▶ _What the task asks_: Rewrite these records, substituting "dot" for every occurrence of "marker" and leaving everything else unchanged.

--- Begin Data shown ---

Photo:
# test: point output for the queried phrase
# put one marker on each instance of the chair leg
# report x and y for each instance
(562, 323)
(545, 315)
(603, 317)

--- End Data shown ---

▶ _The reply_:
Photo:
# test: point output for the queried phrase
# put one dot on each instance of the chair leg
# report x and y for each instance
(562, 323)
(545, 315)
(603, 317)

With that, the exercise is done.